_What needs to be done_:
Convert the items below, from the line with "written like (77,12)." through the line with "Target: grass", into a JSON list of strings, one string per line, with both of those lines included. Leave out any blank lines.

[Start of Records to process]

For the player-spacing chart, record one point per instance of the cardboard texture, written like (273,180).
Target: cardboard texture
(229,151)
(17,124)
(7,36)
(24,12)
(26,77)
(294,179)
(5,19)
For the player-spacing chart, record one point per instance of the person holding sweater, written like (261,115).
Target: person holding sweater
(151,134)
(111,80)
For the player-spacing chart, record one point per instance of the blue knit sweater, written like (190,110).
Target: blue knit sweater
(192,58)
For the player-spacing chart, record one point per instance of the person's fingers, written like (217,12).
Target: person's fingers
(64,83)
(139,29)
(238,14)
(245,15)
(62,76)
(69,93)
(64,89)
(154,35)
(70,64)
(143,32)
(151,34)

[End of Records to process]
[Start of Records to process]

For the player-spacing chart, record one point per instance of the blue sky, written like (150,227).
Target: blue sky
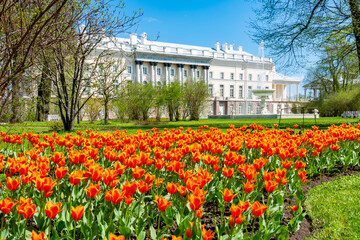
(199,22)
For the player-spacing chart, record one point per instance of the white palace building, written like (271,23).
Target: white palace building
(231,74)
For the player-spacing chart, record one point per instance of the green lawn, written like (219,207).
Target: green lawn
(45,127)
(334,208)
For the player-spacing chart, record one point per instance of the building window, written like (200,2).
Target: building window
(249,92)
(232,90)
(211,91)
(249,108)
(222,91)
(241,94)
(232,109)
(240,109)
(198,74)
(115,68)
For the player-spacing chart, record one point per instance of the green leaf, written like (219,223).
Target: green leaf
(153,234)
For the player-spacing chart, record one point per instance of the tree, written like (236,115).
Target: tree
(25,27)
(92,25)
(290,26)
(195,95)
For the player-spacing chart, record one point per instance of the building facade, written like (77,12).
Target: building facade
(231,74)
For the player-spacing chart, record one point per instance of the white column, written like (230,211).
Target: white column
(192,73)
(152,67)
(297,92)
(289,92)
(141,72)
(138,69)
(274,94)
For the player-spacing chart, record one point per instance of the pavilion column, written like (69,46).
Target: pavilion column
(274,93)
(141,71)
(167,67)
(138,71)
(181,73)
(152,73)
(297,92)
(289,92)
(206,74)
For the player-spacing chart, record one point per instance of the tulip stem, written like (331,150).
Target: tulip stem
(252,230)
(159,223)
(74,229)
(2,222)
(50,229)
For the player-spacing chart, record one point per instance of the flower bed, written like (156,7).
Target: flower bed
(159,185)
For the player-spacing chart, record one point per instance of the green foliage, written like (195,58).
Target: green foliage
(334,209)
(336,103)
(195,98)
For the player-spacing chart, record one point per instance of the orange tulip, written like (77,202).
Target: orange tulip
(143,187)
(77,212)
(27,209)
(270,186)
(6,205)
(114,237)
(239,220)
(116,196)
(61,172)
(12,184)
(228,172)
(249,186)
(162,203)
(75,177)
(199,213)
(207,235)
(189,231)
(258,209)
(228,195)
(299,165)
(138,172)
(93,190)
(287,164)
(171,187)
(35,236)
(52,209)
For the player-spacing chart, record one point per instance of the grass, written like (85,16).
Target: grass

[End of Records to process]

_Result of the task_:
[
  "For the player-spacing chart, record one point per instance of the building facade, written like (77,12).",
  "Target: building facade",
  "(231,74)",
  "For the player-spacing chart, record one point per instance of the white column, written like (230,211).",
  "Target: white column",
  "(192,73)",
  "(152,67)",
  "(297,92)",
  "(289,92)",
  "(141,72)",
  "(138,69)",
  "(274,94)",
  "For the player-spacing chart, record one point per instance of the pavilion column, written like (69,46).",
  "Target: pavilion column",
  "(274,93)",
  "(141,71)",
  "(167,67)",
  "(138,71)",
  "(181,73)",
  "(152,73)",
  "(297,92)",
  "(289,92)",
  "(206,74)",
  "For the player-spacing chart, record one point per instance of the tulip stem, written like (331,150).",
  "Target: tulip stem",
  "(252,230)",
  "(159,223)",
  "(74,229)",
  "(2,222)",
  "(50,229)",
  "For the player-spacing chart, record one point per instance of the flower bed, written like (156,7).",
  "Target: flower bed",
  "(159,185)",
  "For the player-spacing chart, record one point per instance of the green foliage, written like (195,58).",
  "Target: green foliage",
  "(334,209)",
  "(336,103)",
  "(195,98)",
  "For the player-spacing chart, record one point per instance of the orange tulip, written like (77,202).",
  "Target: orange tulip",
  "(143,187)",
  "(77,212)",
  "(27,209)",
  "(270,186)",
  "(6,205)",
  "(114,237)",
  "(239,220)",
  "(116,196)",
  "(61,172)",
  "(12,184)",
  "(228,172)",
  "(249,186)",
  "(162,203)",
  "(75,177)",
  "(199,213)",
  "(207,235)",
  "(189,231)",
  "(258,209)",
  "(228,195)",
  "(299,165)",
  "(138,172)",
  "(93,190)",
  "(287,164)",
  "(171,187)",
  "(35,236)",
  "(52,209)",
  "For the player-spacing chart, record one point per instance of the grass, written like (85,16).",
  "Target: grass"
]